■ ACTION ITEM ■
Nothing in the entries below may be altered; print them as they stand.
*** DATA
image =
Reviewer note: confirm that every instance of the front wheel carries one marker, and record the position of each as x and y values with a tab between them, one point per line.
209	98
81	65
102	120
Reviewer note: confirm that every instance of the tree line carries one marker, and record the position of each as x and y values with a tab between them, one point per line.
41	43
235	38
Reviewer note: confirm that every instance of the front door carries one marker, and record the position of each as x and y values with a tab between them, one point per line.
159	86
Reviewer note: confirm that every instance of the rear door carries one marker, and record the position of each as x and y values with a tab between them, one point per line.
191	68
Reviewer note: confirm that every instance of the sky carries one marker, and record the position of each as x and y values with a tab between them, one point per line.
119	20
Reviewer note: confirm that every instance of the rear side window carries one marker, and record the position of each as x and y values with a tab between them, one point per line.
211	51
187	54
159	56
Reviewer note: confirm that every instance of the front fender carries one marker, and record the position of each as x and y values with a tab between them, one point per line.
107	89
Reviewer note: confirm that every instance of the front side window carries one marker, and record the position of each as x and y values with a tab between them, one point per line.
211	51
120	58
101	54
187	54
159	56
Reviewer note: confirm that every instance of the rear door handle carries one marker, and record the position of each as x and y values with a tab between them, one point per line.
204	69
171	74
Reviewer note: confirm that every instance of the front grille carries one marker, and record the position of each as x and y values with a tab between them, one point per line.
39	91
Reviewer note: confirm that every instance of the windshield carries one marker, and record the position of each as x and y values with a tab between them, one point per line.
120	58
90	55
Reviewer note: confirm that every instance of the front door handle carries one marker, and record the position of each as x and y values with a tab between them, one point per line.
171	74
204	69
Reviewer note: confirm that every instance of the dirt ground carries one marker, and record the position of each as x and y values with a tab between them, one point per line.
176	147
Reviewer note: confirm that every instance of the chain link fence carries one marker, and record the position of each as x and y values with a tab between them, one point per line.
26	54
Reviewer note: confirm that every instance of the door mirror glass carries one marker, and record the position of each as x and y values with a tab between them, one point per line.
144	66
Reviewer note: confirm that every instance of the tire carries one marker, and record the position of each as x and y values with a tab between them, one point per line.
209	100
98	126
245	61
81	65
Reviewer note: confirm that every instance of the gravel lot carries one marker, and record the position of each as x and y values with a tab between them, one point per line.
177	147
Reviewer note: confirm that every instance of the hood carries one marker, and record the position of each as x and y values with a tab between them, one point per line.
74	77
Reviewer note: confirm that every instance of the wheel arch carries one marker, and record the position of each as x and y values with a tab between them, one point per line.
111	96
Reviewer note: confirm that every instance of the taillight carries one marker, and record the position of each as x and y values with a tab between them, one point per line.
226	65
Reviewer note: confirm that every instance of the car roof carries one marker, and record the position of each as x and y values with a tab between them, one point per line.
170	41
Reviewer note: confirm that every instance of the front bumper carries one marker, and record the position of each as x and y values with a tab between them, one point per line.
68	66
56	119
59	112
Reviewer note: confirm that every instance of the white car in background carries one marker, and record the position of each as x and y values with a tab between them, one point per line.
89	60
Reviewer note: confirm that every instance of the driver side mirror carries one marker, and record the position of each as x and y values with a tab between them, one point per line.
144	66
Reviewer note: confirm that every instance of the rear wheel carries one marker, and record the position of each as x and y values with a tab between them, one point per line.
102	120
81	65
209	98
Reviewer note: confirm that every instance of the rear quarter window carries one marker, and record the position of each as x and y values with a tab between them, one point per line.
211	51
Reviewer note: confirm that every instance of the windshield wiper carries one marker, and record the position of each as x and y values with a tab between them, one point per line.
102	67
******
■ WRITTEN RESPONSE ■
image =
Reviewer note: confirm that every instance of the front wheel carries one marker, and record the position of each as x and y values with a tab between them, one point per line.
209	98
81	65
102	120
Reviewer note: confirm that every instance of the tree line carries one marker, and record the position of each as x and y values with a tab between them, one point per line.
41	43
235	38
Reviewer note: confirm that every instance of the front door carries one marker, and record the position of each as x and y values with a tab between them, one point per line.
159	86
Reviewer note: confirm that every instance of the rear door carries one marker, and record the position of each as x and y values with a tab between them, one point per line.
191	68
Reviewer note: confirm that every instance of the sky carries one marker, and record the position of each as x and y values with a tab between them, one point per line.
119	20
Reviewer note: confirm that every instance of the rear side window carries one marker, and record the position of each as x and y values with a tab between them, one point per line.
211	51
187	54
159	56
Reviewer note: confirm that every instance of the front fender carries one marker, and record the position of each as x and y values with a tab between them, one point per line.
107	89
Reviewer note: confirm that every instance of the front side window carries one marker, and record the position of each as x and y values with a tab between them, one point per line.
211	51
120	58
101	54
187	54
159	56
Reviewer note: confirm that every instance of the rear door handle carries one marker, and record the position of each as x and y values with a tab between them, one point per line.
204	69
171	74
Reviewer note: confirm that every instance of the front grille carries one marker, and record the position of each as x and y values with a tab between them, one point per line.
39	91
Reviewer note: confirm that every instance of the windshield carries one marker, and record the position of each as x and y values with a tab between them, one point per line.
120	58
90	55
Reviewer note: confirm that every instance of the front door handle carries one marker, and record the position of each as x and y values with a tab between them, one point per line.
171	74
204	69
Reviewer note: confirm that every instance of the dirt ground carries one marker, and record the position of each as x and y values with a tab between them, one point per line.
176	147
Reviewer note: confirm that every instance of the chain link fence carries one marker, and record the position of each as x and y values with a tab between them, one point per line.
26	54
Reviewer note: confirm that every instance of the door mirror glass carries one marker, and record the position of each as x and y values with a tab between them, one point per line.
144	66
Reviewer note: confirm that every instance of the tire carries one marker, and record the position of each as x and y values with a tab between them, one point per line.
209	100
98	126
245	61
81	65
Reviewer note: confirm that every instance of the gravel lot carries one marker, and record the position of each as x and y values with a tab between them, one point per line.
177	147
Reviewer note: confirm that every instance of the hood carries one marker, and record the position of each as x and y values with a tab between them, one point per line.
74	77
Reviewer note: confirm that every instance of the wheel arch carries one marker, and record the position of each as x and y values with a tab between them, one point per line.
111	96
Reviewer note: confirm that every instance of the taillight carries one marker, and record the position of each as x and y values with a tab between them, one point per line.
226	65
Reviewer note: confirm that every instance of the car roof carries one marker, and record the position of each as x and y values with a tab between them, one point per line.
170	41
Reviewer note: confirm that every instance of the front bumper carries one marker, and record the position of each as x and y values with a tab between them, one point per line.
68	66
56	119
59	112
Reviewer note: confirm that every instance of the white car in background carries one marker, and record the position of each as x and y values with a tab between them, one point per line.
89	60
Reviewer note: confirm that every instance of the driver side mirror carries one marker, and record the position of each as x and y values with a tab between them, one point per line.
144	66
Reviewer note: confirm that every instance of the rear wheel carries one marker, and record the position of each as x and y values with a tab between them, one point per line.
102	120
81	65
209	98
Reviewer note: confirm that every instance of the rear quarter window carries one marker, and record the position of each as x and y values with a tab between them, one point per line.
211	51
Reviewer note: confirm that every instance of the windshield wiper carries one marker, and record the position of each as x and y values with a tab between them, one point per line.
102	67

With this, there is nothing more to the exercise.